■ **Extracted material**:
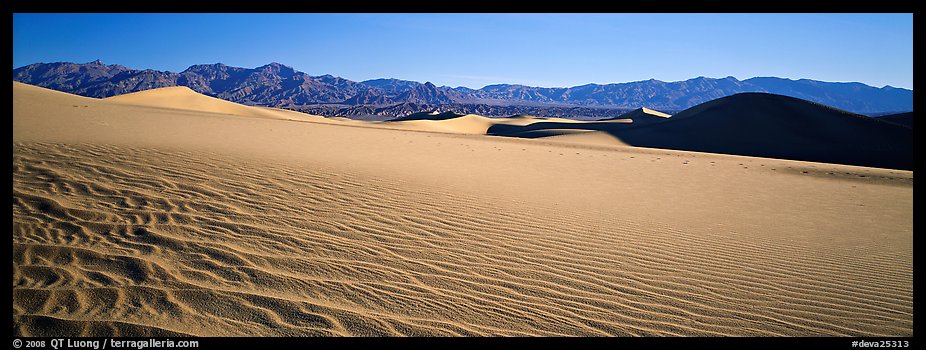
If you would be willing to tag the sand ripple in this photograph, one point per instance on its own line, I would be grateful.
(134, 241)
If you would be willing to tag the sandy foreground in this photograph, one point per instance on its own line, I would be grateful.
(168, 213)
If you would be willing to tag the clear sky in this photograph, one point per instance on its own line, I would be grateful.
(474, 50)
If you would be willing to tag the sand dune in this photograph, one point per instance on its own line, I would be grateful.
(759, 125)
(138, 220)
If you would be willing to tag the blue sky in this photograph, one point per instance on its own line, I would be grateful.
(474, 50)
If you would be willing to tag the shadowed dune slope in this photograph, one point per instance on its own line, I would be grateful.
(905, 119)
(131, 220)
(775, 126)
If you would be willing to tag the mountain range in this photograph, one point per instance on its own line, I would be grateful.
(278, 85)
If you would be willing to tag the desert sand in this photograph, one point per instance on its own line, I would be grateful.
(166, 213)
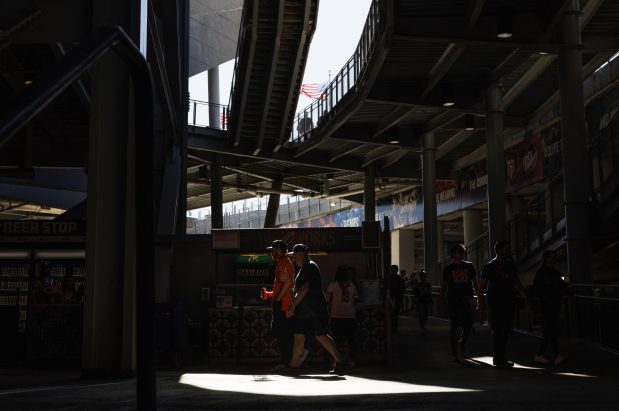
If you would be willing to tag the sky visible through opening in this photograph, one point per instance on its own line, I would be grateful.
(337, 34)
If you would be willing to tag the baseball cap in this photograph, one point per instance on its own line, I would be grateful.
(278, 244)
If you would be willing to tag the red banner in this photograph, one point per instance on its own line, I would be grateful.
(524, 164)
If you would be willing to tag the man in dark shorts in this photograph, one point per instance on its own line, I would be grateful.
(309, 307)
(459, 279)
(500, 280)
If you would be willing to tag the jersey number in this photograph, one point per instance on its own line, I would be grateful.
(345, 295)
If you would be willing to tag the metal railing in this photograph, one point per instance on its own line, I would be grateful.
(205, 114)
(308, 120)
(584, 315)
(540, 219)
(239, 43)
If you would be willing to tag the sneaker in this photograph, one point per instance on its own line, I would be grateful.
(504, 364)
(338, 368)
(560, 358)
(303, 356)
(278, 368)
(290, 372)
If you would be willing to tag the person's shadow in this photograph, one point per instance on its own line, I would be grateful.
(320, 377)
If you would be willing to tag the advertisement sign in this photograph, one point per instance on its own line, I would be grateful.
(407, 208)
(447, 196)
(318, 239)
(56, 230)
(523, 163)
(474, 184)
(551, 149)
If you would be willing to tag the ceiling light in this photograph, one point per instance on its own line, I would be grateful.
(469, 122)
(447, 95)
(504, 22)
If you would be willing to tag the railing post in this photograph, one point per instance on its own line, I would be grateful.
(194, 113)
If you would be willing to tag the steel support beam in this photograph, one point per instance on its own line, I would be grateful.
(495, 160)
(369, 194)
(217, 213)
(430, 220)
(574, 148)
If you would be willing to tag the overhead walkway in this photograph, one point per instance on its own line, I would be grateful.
(272, 51)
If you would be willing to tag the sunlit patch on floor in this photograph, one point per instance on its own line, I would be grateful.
(307, 385)
(571, 374)
(488, 360)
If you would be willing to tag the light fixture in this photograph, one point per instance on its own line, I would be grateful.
(469, 122)
(447, 95)
(504, 22)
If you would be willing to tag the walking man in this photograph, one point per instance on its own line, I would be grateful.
(459, 280)
(500, 280)
(281, 325)
(309, 308)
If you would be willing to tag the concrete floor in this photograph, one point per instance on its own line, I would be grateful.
(422, 378)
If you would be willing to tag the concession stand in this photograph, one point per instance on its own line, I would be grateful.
(239, 321)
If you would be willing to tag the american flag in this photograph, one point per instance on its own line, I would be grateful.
(314, 90)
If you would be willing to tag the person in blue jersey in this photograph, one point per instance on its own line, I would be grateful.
(459, 282)
(499, 278)
(550, 288)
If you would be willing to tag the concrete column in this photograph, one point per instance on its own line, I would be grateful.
(369, 193)
(217, 209)
(495, 160)
(440, 239)
(430, 229)
(573, 134)
(213, 97)
(403, 249)
(273, 205)
(108, 327)
(473, 225)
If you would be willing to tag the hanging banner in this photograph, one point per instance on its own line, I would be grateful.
(551, 148)
(407, 208)
(474, 184)
(447, 196)
(523, 163)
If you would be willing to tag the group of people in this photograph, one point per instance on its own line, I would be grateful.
(422, 291)
(499, 281)
(302, 312)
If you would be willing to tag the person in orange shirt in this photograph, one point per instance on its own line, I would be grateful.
(281, 325)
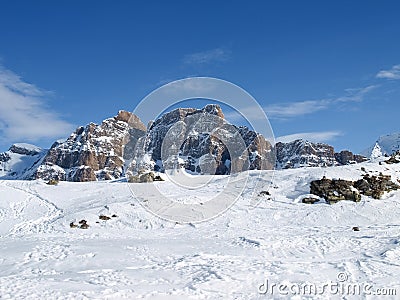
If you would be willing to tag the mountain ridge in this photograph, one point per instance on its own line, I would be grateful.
(122, 145)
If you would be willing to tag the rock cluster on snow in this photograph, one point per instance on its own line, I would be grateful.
(394, 158)
(334, 190)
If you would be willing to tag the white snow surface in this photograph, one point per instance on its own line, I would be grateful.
(137, 255)
(386, 144)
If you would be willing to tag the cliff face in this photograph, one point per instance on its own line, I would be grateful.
(302, 153)
(94, 152)
(201, 141)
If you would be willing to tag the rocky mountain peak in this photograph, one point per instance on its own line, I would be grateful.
(93, 152)
(25, 149)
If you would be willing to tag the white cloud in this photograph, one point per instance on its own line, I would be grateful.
(288, 110)
(322, 136)
(393, 73)
(205, 57)
(294, 109)
(23, 113)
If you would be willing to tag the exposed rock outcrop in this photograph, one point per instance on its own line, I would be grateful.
(200, 144)
(334, 190)
(94, 152)
(301, 153)
(346, 157)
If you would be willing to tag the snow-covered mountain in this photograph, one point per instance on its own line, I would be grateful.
(385, 145)
(20, 161)
(93, 152)
(197, 145)
(301, 153)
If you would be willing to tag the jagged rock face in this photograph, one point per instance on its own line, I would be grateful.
(198, 151)
(334, 190)
(95, 151)
(302, 153)
(346, 157)
(385, 145)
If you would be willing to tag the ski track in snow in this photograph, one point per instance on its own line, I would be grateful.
(137, 255)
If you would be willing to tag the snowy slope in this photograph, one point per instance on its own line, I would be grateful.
(386, 144)
(20, 161)
(136, 255)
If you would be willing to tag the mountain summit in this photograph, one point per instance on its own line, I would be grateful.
(123, 146)
(385, 145)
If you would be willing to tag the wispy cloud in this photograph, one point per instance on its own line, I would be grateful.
(23, 113)
(295, 109)
(205, 57)
(322, 136)
(393, 73)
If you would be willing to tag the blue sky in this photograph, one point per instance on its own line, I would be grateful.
(322, 70)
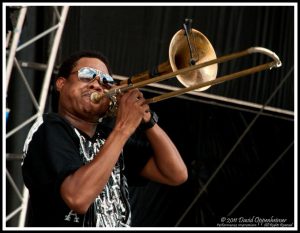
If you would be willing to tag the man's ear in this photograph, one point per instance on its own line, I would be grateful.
(60, 81)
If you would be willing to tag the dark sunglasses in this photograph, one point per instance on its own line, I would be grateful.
(87, 74)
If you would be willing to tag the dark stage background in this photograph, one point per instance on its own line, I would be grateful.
(135, 39)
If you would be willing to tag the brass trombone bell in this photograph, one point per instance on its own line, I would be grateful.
(199, 76)
(202, 51)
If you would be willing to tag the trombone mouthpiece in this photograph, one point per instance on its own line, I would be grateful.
(95, 97)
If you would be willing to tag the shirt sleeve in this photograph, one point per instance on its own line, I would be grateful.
(53, 154)
(137, 152)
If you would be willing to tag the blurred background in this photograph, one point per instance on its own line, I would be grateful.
(236, 138)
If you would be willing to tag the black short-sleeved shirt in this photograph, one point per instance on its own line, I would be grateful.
(53, 150)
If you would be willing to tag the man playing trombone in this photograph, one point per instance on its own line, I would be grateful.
(76, 169)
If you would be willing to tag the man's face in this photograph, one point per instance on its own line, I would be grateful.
(75, 94)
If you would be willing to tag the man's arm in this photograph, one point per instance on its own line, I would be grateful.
(166, 165)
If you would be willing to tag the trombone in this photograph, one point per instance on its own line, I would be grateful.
(195, 66)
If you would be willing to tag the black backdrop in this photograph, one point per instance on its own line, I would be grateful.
(136, 38)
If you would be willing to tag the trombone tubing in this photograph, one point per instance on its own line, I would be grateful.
(275, 63)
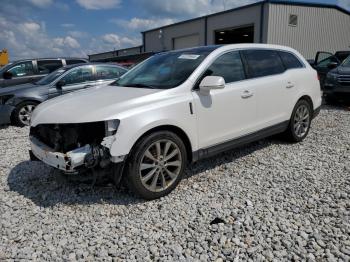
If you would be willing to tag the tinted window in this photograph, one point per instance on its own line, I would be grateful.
(346, 62)
(74, 61)
(51, 77)
(48, 66)
(108, 72)
(263, 63)
(290, 61)
(324, 63)
(79, 75)
(22, 69)
(229, 66)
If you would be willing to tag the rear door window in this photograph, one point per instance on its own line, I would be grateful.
(108, 72)
(289, 60)
(263, 63)
(229, 66)
(22, 69)
(48, 66)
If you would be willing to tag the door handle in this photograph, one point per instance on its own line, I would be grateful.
(290, 85)
(246, 94)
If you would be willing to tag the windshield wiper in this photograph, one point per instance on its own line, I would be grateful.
(142, 86)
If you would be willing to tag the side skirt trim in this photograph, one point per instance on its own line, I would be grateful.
(238, 142)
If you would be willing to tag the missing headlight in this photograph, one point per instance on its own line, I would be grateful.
(111, 127)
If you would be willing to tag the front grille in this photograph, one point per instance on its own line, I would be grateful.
(344, 80)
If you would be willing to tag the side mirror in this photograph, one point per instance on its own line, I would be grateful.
(60, 83)
(211, 83)
(7, 75)
(332, 65)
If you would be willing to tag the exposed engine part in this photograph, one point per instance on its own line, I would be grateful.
(98, 156)
(67, 137)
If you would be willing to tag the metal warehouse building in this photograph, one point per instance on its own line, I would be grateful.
(306, 27)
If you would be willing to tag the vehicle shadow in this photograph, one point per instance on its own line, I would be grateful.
(47, 187)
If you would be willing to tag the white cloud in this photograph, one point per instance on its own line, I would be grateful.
(67, 25)
(99, 4)
(78, 34)
(29, 27)
(141, 24)
(40, 3)
(67, 41)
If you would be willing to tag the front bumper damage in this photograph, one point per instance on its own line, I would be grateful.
(74, 148)
(68, 162)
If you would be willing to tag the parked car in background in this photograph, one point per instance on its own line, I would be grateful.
(176, 107)
(31, 70)
(326, 61)
(18, 102)
(337, 82)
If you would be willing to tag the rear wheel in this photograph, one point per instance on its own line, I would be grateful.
(300, 122)
(23, 113)
(156, 165)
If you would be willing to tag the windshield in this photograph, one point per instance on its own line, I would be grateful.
(165, 70)
(346, 63)
(5, 67)
(51, 77)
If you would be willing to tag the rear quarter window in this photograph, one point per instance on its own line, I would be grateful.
(263, 63)
(48, 66)
(289, 60)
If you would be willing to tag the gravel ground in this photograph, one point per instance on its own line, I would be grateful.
(267, 201)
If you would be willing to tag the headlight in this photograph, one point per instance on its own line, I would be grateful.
(112, 127)
(332, 76)
(4, 99)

■ **Short task**: Copy exactly the lines from the one containing "If you would be willing to tag the rear wheel" through the last line of the records, both included, and nothing else.

■ **The solution**:
If you would be willing to tag the rear wheel in this photograph, one point per instance on its own line, I would be grateful.
(300, 122)
(23, 113)
(156, 165)
If you would be willing to tag the windshield in this photograph, one point per instance on its own line, I would be grateful.
(165, 70)
(346, 63)
(5, 67)
(51, 77)
If you would be willing to tag the rear quarter window in this photograph, one point per instance on its own line, I would be grateful.
(263, 63)
(48, 66)
(289, 60)
If you would be willing to tag the gravel ground in this photograph, one point per instance on its own line, I would be grateful.
(267, 201)
If you would be willing to tag the headlight in this photograph, one point per instance on its own line, I would be grateful.
(112, 127)
(332, 76)
(4, 99)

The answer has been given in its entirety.